| Your objective |
Look over the data below and give the number of lines containing the word "spoiler", with no other words.

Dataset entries
++++
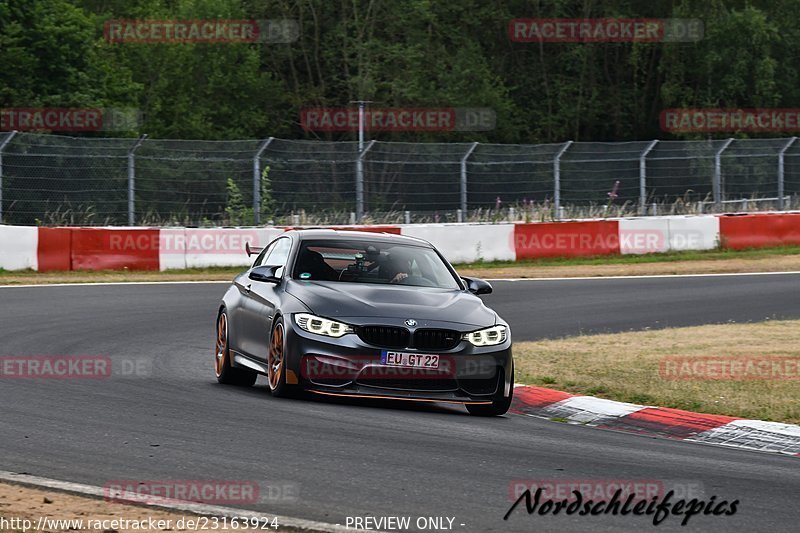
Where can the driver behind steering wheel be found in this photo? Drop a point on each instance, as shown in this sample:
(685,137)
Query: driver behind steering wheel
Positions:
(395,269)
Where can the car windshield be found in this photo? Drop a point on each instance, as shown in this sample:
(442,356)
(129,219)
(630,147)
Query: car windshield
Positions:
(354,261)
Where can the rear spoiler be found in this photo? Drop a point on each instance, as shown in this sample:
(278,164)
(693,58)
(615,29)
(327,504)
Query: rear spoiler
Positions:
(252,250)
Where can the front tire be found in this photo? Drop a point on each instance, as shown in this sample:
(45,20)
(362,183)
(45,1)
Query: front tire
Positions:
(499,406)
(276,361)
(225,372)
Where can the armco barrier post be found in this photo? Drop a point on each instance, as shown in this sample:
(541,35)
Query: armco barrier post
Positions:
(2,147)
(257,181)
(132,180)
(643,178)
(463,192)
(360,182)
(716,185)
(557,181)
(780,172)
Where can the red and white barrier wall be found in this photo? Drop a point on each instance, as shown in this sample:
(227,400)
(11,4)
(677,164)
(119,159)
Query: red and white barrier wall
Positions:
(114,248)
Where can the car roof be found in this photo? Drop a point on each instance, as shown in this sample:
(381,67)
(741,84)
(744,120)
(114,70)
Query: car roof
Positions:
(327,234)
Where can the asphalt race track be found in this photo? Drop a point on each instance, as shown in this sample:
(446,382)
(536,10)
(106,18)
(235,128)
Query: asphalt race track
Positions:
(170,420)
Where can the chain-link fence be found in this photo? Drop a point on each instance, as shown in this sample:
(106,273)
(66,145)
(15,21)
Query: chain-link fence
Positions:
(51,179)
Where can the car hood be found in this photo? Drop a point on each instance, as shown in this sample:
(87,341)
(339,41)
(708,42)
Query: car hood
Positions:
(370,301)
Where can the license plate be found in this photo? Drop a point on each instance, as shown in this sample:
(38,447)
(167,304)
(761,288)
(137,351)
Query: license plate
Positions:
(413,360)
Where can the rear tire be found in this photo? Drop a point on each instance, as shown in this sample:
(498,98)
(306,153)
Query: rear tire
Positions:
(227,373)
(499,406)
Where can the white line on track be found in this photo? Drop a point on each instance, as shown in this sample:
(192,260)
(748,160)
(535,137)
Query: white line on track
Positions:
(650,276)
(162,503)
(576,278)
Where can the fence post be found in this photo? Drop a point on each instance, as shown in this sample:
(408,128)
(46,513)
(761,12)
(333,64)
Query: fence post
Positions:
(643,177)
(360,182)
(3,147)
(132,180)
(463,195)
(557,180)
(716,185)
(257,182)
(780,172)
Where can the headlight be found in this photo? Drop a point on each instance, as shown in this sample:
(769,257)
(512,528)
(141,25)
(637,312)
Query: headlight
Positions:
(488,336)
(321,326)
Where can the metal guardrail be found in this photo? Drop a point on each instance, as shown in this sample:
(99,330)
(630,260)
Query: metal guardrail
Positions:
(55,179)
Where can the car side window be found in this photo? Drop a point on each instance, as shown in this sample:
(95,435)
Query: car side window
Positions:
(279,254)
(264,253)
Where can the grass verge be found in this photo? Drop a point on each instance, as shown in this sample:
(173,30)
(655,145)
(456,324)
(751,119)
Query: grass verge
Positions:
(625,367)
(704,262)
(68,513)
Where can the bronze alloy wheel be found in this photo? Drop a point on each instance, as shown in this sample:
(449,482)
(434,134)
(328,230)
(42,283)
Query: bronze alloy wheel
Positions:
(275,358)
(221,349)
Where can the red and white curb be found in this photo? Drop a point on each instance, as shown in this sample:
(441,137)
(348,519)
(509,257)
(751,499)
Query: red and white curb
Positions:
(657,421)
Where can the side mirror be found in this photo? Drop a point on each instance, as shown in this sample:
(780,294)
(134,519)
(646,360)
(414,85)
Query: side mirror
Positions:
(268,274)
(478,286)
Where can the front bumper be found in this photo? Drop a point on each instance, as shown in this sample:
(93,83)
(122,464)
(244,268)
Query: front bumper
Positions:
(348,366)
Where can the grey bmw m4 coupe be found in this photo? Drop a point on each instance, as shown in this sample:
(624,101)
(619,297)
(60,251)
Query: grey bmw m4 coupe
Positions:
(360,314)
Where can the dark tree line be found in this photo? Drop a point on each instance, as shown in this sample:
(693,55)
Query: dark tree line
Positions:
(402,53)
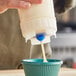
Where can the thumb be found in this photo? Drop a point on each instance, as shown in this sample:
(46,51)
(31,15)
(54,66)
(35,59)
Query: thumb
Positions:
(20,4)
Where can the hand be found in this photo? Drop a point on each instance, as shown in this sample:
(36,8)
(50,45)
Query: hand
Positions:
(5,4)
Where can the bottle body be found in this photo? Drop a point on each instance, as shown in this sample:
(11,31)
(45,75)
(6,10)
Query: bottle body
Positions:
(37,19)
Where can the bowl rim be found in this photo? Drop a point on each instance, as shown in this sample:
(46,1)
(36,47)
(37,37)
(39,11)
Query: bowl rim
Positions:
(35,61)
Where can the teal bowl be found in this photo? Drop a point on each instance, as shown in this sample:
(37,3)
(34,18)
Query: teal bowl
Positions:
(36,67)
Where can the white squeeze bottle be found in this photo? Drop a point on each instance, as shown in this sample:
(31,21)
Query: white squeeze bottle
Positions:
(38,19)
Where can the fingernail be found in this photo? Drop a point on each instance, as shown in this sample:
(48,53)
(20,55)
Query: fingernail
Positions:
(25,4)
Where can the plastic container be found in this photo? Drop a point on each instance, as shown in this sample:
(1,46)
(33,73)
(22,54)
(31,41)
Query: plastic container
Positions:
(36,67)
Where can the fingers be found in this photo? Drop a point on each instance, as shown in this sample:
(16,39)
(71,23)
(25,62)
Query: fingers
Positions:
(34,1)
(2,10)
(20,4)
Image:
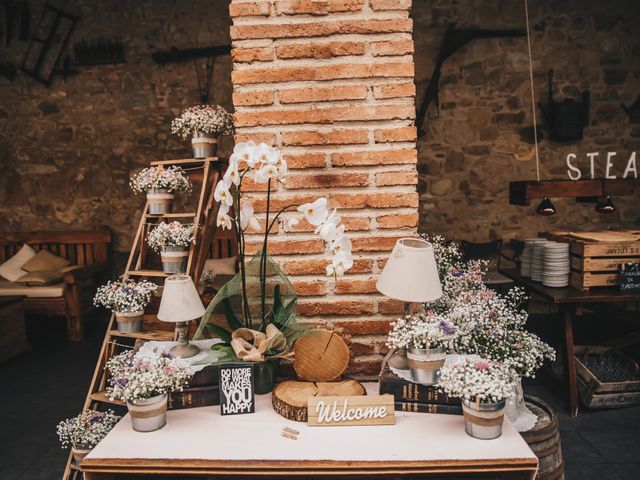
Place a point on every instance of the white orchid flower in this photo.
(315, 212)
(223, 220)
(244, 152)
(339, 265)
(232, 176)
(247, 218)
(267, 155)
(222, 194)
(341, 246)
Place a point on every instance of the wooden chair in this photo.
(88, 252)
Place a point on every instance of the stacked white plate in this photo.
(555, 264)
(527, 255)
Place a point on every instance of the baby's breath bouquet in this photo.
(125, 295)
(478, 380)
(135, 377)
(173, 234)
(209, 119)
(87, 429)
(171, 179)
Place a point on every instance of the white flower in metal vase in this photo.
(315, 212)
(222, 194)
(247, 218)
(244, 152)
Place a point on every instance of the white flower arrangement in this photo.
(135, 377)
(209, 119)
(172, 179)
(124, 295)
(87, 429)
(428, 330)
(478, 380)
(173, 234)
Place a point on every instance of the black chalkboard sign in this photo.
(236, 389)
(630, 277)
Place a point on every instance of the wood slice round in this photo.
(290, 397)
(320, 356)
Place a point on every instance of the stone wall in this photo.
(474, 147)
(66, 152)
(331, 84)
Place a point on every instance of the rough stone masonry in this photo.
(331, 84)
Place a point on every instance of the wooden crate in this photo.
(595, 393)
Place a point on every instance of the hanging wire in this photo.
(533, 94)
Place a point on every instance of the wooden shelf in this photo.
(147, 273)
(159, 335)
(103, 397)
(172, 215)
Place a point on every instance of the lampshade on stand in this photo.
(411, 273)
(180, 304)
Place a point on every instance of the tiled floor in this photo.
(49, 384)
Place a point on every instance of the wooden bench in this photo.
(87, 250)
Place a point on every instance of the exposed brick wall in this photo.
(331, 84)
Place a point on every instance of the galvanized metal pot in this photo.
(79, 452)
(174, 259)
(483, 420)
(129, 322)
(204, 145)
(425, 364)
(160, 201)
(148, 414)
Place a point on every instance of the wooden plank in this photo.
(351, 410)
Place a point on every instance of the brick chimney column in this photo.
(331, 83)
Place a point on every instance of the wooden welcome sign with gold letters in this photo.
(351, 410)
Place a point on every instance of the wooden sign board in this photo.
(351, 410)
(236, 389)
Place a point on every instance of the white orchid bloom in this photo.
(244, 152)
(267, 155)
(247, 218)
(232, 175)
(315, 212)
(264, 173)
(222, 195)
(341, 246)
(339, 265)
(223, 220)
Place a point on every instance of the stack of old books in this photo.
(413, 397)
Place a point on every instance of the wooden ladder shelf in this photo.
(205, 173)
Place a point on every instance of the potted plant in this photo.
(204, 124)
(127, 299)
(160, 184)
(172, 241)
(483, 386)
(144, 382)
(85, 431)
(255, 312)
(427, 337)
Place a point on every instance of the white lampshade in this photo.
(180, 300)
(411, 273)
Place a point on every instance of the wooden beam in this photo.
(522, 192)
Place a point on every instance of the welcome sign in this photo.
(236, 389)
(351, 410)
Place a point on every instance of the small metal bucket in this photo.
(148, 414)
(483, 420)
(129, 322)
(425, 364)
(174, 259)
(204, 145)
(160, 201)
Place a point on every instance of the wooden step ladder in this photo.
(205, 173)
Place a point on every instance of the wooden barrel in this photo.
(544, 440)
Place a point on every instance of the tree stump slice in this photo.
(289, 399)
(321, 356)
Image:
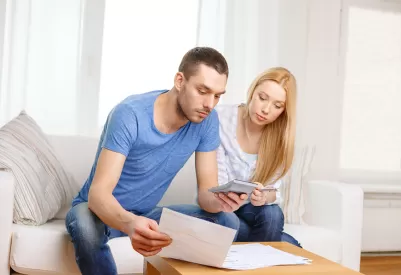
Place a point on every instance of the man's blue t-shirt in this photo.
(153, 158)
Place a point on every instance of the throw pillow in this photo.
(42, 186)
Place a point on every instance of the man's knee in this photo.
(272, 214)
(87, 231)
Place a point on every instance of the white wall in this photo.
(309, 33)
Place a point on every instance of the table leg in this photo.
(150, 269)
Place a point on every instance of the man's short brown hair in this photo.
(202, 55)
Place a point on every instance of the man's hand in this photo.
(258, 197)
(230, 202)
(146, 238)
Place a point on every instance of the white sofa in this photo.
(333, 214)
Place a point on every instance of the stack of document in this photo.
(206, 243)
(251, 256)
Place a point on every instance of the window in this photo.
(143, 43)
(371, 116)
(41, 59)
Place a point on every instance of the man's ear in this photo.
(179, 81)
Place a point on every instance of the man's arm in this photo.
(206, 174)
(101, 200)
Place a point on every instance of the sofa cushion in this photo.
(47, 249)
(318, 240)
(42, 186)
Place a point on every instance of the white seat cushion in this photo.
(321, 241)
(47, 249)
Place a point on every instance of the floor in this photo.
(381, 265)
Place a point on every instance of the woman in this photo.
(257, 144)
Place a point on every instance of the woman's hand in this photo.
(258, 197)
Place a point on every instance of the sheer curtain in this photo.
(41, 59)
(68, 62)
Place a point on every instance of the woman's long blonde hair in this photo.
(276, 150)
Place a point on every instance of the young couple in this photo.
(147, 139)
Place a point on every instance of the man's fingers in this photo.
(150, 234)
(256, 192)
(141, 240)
++++
| Result |
2